» **Apply what you read**:
#1 From the article on HIV screening for prisoners, copy out the section that opens with the words containing "Some inmates leave" and closes with "the general population.".
#2 In the article on HIV screening for prisoners, condense the paragraph beginning "Ministers and some public health officials are pressing" into a short bulleted list that keeps its main facts.

━━━ Passage provided

Critics Urge More HIV Screening For Prisoners


Some inmates leave prison with a weapon potentially more dangerous than the crime that put them there: the virus that causes AIDS, says the Raleigh News & Observer. Some have no idea they’re sick. Neither will women they sleep with or drug addicts with whom they share needles. Black religious leaders, some public health officials, and several legislators say prisoners are impeding the effort to end the spread of HIV, a sexually transmitted virus that can debilitate the body’s immune system. Rates of infection are seven times as high in prison as in the general population.

Ministers and some public health officials are pressing prison officials to screen every inmate and treat those infected with medicine that greatly reduces the ability to transmit the virus. Stopping short of that, they say, will allow an epidemic to spread unchecked. North Carolina prisons don’t require inmates to be tested for HIV. Only those who ask for the test get it; new arrivals who admit risky behaviors such as intravenous drug use or having sex with prostitutes are encouraged to take the test. Twenty-two states, including the vast majority of states in the South, where the number of new cases are highest, require HIV testing for prisoners. North Carolina prison officials estimate the annual cost of screening everyone and treating an additional load of cases at $21 million; that estimate is based on a 10 percent infection rate, much higher than any state has seen in its prison population.

━━━━━━
━━━ Supplied data

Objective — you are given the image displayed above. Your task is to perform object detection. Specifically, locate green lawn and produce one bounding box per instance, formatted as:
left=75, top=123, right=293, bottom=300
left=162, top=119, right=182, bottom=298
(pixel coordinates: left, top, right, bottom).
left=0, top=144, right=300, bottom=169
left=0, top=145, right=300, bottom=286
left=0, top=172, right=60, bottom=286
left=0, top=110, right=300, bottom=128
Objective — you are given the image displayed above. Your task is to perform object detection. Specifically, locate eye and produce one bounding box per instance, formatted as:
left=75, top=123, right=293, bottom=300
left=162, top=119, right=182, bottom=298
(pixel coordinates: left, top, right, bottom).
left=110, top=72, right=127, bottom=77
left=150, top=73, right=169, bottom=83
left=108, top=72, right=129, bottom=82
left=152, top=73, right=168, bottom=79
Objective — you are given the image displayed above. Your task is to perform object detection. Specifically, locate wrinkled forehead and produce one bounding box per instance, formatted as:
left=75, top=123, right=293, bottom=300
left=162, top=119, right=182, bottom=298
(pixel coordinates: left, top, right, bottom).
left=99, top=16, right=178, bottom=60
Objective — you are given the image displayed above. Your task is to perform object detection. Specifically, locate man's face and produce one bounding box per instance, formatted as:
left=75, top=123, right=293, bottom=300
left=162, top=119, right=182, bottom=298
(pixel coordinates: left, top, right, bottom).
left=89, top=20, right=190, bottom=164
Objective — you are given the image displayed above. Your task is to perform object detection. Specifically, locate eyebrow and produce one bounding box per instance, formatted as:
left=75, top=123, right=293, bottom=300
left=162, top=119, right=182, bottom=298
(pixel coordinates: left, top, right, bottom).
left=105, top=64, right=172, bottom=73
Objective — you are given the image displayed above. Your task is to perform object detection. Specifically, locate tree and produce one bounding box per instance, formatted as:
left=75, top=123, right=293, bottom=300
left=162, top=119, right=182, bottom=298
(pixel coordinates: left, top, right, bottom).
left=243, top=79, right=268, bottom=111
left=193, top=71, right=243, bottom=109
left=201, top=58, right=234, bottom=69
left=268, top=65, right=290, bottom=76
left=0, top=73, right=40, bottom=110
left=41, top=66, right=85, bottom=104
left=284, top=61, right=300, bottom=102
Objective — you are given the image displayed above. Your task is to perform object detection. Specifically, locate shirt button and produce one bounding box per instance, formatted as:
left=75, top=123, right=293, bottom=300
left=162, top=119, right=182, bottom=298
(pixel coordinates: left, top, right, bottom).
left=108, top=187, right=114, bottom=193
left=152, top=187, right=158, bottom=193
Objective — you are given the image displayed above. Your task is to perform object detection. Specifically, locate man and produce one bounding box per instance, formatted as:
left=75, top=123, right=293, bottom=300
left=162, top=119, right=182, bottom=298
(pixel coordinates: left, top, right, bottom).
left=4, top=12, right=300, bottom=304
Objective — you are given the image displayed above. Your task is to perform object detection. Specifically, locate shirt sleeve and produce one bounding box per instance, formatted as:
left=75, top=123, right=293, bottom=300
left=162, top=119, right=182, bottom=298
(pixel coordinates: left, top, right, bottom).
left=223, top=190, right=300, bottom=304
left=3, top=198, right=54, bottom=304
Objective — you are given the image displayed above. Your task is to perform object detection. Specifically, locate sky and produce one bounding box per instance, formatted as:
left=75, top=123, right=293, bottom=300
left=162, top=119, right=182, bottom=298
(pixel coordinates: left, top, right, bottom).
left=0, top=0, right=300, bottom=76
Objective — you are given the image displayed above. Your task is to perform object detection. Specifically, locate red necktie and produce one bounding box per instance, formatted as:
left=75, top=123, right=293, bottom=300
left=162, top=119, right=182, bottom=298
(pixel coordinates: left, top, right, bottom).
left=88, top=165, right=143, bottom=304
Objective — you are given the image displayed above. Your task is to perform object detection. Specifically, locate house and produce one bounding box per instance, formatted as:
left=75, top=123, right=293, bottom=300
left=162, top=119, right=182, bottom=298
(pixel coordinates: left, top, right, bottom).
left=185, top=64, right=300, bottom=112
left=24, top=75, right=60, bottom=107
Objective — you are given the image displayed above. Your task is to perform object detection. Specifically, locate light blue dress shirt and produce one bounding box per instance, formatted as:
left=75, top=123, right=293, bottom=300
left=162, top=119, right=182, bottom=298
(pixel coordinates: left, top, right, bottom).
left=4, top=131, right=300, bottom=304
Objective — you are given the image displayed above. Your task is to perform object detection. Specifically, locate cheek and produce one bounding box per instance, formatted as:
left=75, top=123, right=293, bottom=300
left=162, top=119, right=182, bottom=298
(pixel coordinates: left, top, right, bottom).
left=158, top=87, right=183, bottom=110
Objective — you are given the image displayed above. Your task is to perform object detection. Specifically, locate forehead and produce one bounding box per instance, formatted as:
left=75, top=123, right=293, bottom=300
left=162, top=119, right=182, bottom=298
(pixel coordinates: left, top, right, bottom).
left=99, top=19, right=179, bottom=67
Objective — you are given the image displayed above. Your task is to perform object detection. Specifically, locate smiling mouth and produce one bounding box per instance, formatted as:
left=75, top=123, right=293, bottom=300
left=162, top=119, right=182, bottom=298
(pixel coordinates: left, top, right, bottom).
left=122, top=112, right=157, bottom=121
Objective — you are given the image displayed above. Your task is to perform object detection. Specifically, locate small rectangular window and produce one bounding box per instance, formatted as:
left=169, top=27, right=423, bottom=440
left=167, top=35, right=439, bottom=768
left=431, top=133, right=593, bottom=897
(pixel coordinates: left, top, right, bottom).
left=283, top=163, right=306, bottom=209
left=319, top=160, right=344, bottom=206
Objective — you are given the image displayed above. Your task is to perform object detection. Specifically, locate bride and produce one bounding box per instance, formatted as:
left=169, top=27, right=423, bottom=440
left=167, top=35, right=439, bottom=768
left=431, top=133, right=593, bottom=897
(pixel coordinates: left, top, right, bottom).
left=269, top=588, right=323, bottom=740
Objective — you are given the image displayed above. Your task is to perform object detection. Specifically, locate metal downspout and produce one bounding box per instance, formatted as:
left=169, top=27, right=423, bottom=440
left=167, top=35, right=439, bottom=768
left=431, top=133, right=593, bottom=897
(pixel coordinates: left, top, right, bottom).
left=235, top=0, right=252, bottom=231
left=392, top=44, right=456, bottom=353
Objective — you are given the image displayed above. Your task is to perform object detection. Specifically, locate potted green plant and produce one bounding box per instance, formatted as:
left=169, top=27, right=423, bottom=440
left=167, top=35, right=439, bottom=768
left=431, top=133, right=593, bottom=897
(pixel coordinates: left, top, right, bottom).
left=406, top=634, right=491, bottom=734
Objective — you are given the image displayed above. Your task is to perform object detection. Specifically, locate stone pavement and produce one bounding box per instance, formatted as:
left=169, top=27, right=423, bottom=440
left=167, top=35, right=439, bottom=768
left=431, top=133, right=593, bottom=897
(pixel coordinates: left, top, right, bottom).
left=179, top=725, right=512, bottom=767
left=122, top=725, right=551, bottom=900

━━━━━━

» **Your responses**:
#1
Some inmates leave prison with a weapon potentially more dangerous than the crime that put them there: the virus that causes AIDS, says the Raleigh News & Observer. Some have no idea they’re sick. Neither will women they sleep with or drug addicts with whom they share needles. Black religious leaders, some public health officials, and several legislators say prisoners are impeding the effort to end the spread of HIV, a sexually transmitted virus that can debilitate the body’s immune system. Rates of infection are seven times as high in prison as in the general population.

#2
- Ministers and some public health officials want prison officials to screen every inmate and treat infected inmates with medicine that greatly reduces transmission. They warn that anything less lets an epidemic spread unchecked.
- North Carolina prisons don't require HIV testing. Only inmates who ask are tested, and new arrivals who admit risky behaviors such as intravenous drug use or sex with prostitutes are encouraged to take the test.
- Twenty-two states require HIV testing for prisoners, including most Southern states, where new cases are highest.
- North Carolina prison officials estimate that screening everyone and treating the added cases would cost $21 million a year. That figure assumes a 10 percent infection rate, far higher than any state has seen among its prisoners.